> WHAT TO WORK ON
Leave out all lines before the one containing "snowy ground -> point", and copy that line and all the rest below it exactly.
Start of INFORMATION SUPPLIED
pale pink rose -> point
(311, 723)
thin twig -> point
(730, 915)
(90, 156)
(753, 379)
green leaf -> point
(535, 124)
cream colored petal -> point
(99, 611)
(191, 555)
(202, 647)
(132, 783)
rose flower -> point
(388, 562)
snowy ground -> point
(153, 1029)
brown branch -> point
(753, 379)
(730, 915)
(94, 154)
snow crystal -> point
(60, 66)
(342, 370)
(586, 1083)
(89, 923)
End of INFORMATION SUPPLIED
> SOLUTION BELOW
snowy ground -> point
(153, 1029)
brown branch -> point
(753, 379)
(730, 915)
(94, 154)
snow crystal -> point
(60, 66)
(342, 370)
(586, 1083)
(89, 923)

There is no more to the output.